How to complete this task: A word-for-word repetition of the records beneath this task is the expected answer.
[[ Data provided, beginning ]]
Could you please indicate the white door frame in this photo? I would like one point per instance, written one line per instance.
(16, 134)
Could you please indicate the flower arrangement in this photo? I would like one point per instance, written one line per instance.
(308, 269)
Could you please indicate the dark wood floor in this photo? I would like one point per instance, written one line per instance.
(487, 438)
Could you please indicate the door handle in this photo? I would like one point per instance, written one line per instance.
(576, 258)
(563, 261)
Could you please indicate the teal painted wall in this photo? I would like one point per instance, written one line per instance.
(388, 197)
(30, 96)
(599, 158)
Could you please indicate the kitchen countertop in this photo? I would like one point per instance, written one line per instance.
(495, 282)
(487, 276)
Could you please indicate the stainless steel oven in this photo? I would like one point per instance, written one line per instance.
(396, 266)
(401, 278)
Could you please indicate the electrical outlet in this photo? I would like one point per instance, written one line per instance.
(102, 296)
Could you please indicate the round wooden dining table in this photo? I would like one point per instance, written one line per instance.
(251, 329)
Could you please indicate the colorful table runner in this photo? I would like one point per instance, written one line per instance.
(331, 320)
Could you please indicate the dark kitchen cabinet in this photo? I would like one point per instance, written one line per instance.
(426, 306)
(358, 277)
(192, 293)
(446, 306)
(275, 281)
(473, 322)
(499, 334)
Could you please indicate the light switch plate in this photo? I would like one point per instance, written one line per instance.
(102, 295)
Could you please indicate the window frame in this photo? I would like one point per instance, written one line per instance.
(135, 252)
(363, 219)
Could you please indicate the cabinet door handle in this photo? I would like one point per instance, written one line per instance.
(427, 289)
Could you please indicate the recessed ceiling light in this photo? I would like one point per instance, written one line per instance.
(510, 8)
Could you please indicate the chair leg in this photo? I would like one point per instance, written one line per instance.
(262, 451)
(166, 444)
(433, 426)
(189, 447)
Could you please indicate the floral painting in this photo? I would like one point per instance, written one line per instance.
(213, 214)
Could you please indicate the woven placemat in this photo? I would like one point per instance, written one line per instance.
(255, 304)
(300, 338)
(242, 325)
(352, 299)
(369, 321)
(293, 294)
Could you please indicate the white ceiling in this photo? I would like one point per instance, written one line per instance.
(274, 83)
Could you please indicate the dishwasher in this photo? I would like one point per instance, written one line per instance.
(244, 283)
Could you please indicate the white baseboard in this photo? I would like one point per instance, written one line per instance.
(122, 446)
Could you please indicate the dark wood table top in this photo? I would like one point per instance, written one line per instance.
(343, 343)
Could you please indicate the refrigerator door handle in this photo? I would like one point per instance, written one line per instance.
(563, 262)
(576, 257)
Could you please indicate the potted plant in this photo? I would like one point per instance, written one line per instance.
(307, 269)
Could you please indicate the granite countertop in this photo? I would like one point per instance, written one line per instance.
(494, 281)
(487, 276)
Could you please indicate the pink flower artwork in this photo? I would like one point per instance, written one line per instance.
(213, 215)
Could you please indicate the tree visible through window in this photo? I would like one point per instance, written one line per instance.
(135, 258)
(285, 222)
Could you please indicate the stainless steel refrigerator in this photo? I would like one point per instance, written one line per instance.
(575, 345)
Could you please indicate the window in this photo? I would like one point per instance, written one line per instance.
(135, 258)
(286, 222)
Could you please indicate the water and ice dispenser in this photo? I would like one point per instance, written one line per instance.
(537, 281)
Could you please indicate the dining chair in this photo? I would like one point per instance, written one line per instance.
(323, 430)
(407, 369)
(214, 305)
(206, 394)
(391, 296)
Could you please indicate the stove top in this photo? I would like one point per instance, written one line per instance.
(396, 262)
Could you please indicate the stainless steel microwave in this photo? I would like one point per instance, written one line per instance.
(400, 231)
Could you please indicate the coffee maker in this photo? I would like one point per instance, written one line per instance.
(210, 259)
[[ Data provided, end ]]
Completed task:
Could you please indicate the white door frame in this photo? I would like one point per instance, written one line per instance.
(16, 134)
Could you please indicate the flower arrangement in this photo? I would like one point per instance, written one line per instance.
(308, 269)
Could you please indicate the dark wood floor in this photo? I would like one point per instance, written one line per instance.
(487, 438)
Could you please indicate the door handle in this photo? I would like one point per instance, written one line per instance.
(576, 258)
(563, 261)
Could you please indicate the teal painted wall in this photo? I would like one point per instance, written one line per instance.
(388, 197)
(30, 96)
(599, 158)
Could you please indicate the kitchen countertop in this photo? I would like one point per instance, written one line per instance.
(495, 282)
(487, 276)
Could you please indicate the stainless steel oven in this photo? I would like one point per instance, written one line per instance.
(396, 266)
(401, 278)
Could you please indicate the electrical outlet in this photo? I would like one point per instance, written one line per instance.
(102, 296)
Could you please indicate the round wooden dining table in this photo? I would like one point per instance, written one line per instance.
(251, 329)
Could you please indicate the colorful table runner in this photo? I would like one point per instance, written one line per instance.
(331, 320)
Could you please indicate the dark kitchen cabinet in this photo? I would like one point per instance, written one line per instance.
(426, 306)
(358, 277)
(192, 293)
(446, 306)
(275, 281)
(473, 322)
(499, 334)
Could you please indicate the light switch plate in this photo? I would like one point per instance, written one line per instance.
(102, 295)
Could you please indicate the window frame in this photo? I would like one point per instance, written one line per instance.
(135, 252)
(363, 219)
Could you please indicate the cabinet door handle in this photo? I would like one point per instance, written one line per instance.
(427, 289)
Could you please indicate the recessed ceiling light in this photo? I would like one point per instance, written one line per instance.
(510, 8)
Could you please indicate the chair leg in this photo? I would like one point per instance, written one line per instance.
(262, 451)
(166, 444)
(433, 426)
(189, 447)
Could you please indicate the floral painting in this photo? I would like one point per instance, written one line per instance.
(213, 214)
Could you please indicate the woven placemat in this photo? I would like one point per instance, written one line per instance.
(255, 304)
(300, 338)
(242, 325)
(352, 299)
(369, 321)
(293, 294)
Could you please indicate the white ceiling in this photo? I would like one point per instance, written one line per instance.
(274, 83)
Could you please indicate the dishwasher in this photo? I would like one point per instance, written one line per instance.
(244, 283)
Could you please indicate the white baseboard in this photo? I would like one point per instance, written one line per instance.
(122, 446)
Could you please indicate the dark wood table top in this photo? I would like one point per instance, written one line per instance.
(343, 343)
Could you please indicate the refrigerator door handle in this photo? I would like one point per instance, written one line per instance.
(563, 262)
(576, 257)
Could you please indicate the potted plant in this photo? I would like one point per instance, written one line per instance.
(307, 269)
Could you please indicate the granite countertop in this photo? I would like one point per instance, written one line per instance.
(494, 281)
(487, 276)
Could you please indicate the pink flower artwork in this photo? I would like one point per instance, written one line per instance.
(213, 215)
Could you please indicate the tree visible through window in this photo? I would like one point per instance, written one line per instance.
(135, 258)
(285, 222)
Could you please indicate the stainless steel refrigerator in this photo? I would like one point per instance, written one line per instance.
(575, 345)
Could you please indicate the window in this photo? I would like one point per instance, written one line per instance.
(135, 258)
(286, 222)
Could you please indicate the water and ice dispenser in this photo? I would like one point per instance, written one line per instance.
(537, 281)
Could you please indicate the dining chair in this photo? I would like one point per instance, written one line per instance.
(323, 430)
(407, 369)
(214, 305)
(206, 394)
(391, 296)
Could you please indicate the stove top in this photo? I would like one point per instance, written one line per instance.
(396, 262)
Could you please indicate the stainless steel microwave in this photo? I would like one point per instance, written one line per instance.
(400, 231)
Could you please indicate the coffee maker in this photo? I would like one point per instance, written one line per instance.
(210, 259)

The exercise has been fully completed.